▼

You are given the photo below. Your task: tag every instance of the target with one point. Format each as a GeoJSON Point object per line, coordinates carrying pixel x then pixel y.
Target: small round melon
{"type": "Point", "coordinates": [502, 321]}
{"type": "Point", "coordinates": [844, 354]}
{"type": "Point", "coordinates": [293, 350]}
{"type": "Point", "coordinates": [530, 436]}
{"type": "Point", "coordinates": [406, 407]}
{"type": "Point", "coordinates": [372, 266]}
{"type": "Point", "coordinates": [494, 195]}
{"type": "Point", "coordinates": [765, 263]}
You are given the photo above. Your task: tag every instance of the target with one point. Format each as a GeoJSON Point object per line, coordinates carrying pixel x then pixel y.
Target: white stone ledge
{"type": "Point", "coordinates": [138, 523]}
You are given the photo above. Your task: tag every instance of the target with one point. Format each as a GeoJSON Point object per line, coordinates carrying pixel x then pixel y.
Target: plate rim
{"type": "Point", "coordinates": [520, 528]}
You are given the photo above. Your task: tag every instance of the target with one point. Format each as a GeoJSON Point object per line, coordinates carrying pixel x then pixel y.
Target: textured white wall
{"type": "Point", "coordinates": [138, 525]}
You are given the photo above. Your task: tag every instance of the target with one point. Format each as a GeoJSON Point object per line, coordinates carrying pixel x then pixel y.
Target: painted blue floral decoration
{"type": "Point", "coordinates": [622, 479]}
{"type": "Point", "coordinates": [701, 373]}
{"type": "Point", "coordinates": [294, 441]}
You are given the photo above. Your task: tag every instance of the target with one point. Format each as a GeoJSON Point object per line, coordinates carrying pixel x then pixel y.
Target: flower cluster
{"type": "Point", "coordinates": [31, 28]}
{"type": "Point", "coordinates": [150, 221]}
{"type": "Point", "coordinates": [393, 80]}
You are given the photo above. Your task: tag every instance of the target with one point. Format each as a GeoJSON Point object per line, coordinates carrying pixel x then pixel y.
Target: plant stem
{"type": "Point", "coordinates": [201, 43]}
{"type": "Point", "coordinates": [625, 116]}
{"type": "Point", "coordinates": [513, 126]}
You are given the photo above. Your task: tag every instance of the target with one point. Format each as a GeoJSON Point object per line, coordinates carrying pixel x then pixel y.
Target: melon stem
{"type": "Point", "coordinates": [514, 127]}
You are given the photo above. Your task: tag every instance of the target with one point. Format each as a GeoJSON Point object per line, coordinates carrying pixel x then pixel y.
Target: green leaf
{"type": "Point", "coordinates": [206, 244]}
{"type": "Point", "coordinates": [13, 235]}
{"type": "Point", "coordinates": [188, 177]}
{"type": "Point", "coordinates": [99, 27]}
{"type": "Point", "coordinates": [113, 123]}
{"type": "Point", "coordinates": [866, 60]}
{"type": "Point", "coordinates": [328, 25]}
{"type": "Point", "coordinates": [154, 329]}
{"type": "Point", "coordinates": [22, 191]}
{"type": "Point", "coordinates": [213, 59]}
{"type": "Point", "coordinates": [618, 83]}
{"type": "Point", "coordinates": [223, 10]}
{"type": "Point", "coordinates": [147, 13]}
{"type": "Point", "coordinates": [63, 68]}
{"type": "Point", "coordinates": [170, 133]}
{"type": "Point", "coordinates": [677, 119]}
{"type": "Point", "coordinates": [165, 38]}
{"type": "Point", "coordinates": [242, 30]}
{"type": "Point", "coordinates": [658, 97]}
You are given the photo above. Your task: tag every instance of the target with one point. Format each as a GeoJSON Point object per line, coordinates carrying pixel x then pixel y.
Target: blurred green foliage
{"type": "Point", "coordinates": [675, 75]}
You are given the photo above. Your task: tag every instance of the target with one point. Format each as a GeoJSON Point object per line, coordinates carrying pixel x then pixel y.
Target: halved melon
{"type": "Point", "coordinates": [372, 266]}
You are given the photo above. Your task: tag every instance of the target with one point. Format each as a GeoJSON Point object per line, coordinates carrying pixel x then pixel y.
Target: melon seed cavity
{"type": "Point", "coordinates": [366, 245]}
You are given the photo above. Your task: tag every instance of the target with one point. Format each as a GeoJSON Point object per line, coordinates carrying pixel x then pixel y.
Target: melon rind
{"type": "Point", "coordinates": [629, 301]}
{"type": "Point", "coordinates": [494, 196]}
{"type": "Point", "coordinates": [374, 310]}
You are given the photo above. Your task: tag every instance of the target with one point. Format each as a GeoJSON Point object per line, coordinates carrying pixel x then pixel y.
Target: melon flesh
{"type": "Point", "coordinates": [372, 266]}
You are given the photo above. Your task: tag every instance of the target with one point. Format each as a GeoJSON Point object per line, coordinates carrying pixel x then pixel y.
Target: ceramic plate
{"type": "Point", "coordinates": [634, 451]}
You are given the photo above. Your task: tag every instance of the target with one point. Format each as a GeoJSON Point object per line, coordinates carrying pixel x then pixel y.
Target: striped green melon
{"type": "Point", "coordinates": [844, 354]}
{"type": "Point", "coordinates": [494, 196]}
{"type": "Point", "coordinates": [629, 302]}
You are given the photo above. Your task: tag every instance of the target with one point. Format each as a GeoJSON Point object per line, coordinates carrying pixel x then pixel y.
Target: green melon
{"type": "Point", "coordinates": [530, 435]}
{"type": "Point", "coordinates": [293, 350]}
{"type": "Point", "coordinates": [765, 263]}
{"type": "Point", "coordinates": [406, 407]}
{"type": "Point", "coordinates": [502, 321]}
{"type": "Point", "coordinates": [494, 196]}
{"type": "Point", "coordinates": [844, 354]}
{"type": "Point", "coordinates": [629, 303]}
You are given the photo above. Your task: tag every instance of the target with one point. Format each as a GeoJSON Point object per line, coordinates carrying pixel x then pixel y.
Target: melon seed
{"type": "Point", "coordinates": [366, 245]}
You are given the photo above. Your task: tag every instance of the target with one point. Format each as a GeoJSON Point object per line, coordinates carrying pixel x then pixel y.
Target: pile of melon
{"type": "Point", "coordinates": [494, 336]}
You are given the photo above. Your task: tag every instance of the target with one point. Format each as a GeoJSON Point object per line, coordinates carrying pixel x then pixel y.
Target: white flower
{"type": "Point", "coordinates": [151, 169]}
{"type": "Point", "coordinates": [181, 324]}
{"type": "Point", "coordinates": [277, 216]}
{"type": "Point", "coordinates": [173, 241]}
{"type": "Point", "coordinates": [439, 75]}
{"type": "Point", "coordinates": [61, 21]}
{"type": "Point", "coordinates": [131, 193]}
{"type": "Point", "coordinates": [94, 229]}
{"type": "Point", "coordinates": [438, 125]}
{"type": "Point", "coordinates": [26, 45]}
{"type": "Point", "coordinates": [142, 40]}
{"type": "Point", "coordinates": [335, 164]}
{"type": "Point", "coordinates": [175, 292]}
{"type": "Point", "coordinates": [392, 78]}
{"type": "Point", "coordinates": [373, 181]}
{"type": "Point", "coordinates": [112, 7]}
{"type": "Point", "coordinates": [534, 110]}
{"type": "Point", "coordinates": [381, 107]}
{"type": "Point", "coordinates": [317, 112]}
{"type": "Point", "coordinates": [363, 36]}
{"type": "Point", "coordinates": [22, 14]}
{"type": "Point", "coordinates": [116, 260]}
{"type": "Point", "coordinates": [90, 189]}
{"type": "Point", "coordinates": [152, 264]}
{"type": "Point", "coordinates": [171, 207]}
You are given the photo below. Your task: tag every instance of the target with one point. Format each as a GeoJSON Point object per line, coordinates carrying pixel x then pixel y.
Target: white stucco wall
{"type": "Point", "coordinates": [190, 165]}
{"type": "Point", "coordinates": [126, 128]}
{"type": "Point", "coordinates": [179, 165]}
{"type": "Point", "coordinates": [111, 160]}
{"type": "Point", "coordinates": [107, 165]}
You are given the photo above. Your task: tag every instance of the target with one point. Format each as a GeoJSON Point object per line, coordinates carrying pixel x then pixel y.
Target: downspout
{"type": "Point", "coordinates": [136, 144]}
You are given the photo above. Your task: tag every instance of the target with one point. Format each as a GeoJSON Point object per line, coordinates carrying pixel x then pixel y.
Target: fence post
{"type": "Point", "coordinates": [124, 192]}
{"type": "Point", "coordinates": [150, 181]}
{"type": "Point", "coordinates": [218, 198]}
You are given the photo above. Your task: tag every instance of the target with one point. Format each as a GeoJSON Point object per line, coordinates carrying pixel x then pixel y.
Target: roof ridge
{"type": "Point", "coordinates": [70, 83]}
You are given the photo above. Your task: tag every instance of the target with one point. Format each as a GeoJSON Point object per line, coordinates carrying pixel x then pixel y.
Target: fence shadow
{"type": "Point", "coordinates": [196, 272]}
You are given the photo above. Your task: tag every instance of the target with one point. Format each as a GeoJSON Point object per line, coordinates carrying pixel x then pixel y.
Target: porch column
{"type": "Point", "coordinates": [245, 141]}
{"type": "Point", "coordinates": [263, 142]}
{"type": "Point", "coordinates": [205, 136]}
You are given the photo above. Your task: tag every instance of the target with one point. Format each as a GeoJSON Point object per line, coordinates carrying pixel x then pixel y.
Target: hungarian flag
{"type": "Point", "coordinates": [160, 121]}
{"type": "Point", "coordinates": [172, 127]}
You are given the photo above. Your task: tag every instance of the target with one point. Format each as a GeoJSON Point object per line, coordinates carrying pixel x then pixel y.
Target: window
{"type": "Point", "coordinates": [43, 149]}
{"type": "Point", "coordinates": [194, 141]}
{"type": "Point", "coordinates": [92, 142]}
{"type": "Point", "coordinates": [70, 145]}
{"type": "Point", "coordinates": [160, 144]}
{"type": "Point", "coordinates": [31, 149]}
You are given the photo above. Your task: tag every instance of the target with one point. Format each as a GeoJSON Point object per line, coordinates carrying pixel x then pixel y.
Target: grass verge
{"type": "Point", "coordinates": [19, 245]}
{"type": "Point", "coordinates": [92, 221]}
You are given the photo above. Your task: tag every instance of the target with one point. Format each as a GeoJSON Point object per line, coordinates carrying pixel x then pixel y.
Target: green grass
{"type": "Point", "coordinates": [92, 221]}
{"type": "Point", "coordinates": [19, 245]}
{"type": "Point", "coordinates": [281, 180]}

▲

◆ **Instructions for the task**: The response should hold only an exact repeat of the lines from the one with "Target: hungarian flag" to the final line of the listing above.

◆ **Solution**:
Target: hungarian flag
{"type": "Point", "coordinates": [160, 121]}
{"type": "Point", "coordinates": [172, 127]}
You are given the photo above. Your task: tag every instance of the target with one point. Format each as a GeoJSON Point object per line, coordinates carrying pixel x then pixel y.
Target: window
{"type": "Point", "coordinates": [43, 149]}
{"type": "Point", "coordinates": [194, 141]}
{"type": "Point", "coordinates": [92, 142]}
{"type": "Point", "coordinates": [70, 145]}
{"type": "Point", "coordinates": [160, 144]}
{"type": "Point", "coordinates": [31, 149]}
You are given the photo above. Your task: tag every instance of the target with one point. Format each as a GeoJSON Point object per line, coordinates carrying pixel x then pixel y.
Target: grass verge
{"type": "Point", "coordinates": [19, 245]}
{"type": "Point", "coordinates": [92, 221]}
You are given the photo above. Your task: tag every instance of the target with one point. Format each as a GeoJSON Point object per line, coordinates carrying pixel x then pixel y.
Target: green grass
{"type": "Point", "coordinates": [92, 221]}
{"type": "Point", "coordinates": [19, 245]}
{"type": "Point", "coordinates": [281, 180]}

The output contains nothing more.